**AIM OF THE EXERCISE:**
Lines with the word "headlight" are the ones wanted. Copy each of them from the entries below.

--- RECORDS FOR THIS EXERCISE Enclosed Below ---

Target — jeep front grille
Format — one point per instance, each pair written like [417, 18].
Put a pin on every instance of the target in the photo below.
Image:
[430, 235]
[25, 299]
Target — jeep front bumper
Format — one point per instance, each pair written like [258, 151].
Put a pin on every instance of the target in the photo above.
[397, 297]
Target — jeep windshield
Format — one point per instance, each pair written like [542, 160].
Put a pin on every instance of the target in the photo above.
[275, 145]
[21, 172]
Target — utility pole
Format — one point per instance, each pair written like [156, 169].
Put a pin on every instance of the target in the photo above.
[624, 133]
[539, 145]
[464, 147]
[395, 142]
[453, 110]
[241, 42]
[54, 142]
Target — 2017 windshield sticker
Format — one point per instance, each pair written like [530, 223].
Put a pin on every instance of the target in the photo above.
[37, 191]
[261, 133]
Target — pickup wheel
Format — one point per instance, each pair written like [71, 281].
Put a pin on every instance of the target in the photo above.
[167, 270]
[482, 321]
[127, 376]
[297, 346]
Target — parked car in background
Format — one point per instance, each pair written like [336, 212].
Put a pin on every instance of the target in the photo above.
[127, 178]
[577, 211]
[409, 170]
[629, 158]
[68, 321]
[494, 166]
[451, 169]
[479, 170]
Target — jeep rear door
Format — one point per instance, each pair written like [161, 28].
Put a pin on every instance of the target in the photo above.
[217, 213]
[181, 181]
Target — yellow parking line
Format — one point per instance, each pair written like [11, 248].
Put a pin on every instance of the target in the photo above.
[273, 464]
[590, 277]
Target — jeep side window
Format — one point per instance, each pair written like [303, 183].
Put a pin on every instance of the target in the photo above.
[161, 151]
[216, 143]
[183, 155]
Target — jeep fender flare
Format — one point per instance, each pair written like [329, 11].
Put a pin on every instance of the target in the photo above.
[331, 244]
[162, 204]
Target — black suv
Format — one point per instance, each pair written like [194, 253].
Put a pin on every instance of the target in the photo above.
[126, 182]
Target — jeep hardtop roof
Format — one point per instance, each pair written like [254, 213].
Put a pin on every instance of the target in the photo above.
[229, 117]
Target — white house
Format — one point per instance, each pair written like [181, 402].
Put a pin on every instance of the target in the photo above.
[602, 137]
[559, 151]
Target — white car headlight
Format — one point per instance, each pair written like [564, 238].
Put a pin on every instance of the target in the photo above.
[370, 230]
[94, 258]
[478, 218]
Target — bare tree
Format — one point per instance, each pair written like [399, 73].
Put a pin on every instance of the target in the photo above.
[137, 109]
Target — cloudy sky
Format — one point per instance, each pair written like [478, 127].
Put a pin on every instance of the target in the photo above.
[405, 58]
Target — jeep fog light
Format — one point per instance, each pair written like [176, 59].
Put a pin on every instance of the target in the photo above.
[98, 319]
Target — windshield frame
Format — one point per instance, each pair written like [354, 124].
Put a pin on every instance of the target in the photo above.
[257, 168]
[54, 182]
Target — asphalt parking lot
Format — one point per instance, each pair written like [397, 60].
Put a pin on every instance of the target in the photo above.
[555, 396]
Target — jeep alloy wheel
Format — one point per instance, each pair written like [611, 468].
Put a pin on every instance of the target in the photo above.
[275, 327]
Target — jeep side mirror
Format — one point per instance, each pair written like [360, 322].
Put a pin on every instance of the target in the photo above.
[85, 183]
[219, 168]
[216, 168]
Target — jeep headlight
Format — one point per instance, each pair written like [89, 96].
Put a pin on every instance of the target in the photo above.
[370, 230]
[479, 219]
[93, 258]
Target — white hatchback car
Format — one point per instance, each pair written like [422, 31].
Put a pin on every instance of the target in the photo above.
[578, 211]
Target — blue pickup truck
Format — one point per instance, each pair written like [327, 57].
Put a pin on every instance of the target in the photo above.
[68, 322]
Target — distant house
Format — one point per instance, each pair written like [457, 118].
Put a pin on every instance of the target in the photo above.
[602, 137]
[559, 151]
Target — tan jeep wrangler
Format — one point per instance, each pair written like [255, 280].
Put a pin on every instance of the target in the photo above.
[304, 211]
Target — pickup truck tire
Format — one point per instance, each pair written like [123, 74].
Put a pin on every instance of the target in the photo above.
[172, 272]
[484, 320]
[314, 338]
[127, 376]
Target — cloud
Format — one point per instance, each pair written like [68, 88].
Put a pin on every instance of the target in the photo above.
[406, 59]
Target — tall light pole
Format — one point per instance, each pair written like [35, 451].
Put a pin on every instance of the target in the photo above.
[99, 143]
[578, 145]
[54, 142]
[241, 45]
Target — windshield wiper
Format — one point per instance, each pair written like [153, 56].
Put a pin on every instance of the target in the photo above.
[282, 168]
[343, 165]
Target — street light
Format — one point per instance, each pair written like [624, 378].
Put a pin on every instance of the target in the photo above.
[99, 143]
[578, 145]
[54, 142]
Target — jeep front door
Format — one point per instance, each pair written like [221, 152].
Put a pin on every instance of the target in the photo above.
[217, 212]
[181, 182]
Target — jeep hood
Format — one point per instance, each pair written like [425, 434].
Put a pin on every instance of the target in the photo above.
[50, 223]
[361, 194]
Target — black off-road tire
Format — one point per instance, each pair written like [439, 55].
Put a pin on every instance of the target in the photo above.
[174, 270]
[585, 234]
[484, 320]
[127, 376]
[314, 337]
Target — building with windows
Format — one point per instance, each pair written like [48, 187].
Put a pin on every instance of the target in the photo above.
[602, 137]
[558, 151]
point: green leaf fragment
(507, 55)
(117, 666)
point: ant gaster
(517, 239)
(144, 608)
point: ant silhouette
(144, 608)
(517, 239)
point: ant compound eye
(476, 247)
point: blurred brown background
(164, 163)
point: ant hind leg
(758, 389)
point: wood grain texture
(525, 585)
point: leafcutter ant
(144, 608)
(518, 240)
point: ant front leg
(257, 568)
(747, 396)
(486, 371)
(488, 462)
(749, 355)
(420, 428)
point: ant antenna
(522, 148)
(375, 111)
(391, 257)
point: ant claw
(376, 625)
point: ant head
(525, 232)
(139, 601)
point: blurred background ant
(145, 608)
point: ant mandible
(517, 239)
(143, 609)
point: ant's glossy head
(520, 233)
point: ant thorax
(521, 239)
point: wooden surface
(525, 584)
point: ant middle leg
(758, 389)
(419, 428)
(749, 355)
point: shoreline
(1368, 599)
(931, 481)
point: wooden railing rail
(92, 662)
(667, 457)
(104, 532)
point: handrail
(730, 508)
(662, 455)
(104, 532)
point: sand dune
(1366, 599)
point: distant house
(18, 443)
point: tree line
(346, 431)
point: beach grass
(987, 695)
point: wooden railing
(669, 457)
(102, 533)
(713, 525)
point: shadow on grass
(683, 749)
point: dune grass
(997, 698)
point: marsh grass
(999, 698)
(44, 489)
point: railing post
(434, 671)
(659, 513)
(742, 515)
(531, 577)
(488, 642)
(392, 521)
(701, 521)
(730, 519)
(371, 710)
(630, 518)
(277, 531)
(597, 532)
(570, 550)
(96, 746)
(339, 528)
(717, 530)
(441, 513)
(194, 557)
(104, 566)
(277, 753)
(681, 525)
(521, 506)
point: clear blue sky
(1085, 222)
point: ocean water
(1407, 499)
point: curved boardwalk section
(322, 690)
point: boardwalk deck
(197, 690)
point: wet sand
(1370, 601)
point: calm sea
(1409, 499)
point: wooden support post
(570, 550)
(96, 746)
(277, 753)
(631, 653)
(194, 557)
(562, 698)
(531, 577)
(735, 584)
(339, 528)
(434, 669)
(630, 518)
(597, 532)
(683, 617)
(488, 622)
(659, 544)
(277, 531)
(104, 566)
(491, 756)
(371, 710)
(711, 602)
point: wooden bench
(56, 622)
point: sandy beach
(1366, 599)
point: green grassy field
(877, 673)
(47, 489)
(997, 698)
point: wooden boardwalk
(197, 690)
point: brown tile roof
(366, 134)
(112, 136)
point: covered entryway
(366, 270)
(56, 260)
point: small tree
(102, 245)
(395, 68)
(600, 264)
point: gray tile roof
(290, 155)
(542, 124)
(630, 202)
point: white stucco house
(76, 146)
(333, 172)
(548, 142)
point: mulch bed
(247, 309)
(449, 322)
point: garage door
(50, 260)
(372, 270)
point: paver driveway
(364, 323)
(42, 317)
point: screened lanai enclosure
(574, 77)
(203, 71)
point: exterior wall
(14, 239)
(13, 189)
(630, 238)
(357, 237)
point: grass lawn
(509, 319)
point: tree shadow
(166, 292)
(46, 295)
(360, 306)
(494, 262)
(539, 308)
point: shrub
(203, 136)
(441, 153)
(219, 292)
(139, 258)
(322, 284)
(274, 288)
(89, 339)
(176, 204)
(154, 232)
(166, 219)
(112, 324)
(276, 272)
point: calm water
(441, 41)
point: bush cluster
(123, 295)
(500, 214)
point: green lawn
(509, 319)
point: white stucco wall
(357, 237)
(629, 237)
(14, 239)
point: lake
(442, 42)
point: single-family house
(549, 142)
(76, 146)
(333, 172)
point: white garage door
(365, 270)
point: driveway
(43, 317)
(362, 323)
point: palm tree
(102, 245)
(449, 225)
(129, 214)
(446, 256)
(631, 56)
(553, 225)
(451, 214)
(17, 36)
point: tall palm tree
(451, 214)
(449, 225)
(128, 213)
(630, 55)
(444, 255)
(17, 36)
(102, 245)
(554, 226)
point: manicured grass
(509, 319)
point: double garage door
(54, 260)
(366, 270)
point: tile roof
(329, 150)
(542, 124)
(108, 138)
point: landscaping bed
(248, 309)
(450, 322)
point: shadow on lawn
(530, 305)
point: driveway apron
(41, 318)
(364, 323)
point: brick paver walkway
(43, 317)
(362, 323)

--- End of Enclosed RECORDS FOR THIS EXERCISE ---

**ANSWER SECTION:**
Target — white car headlight
Target — jeep headlight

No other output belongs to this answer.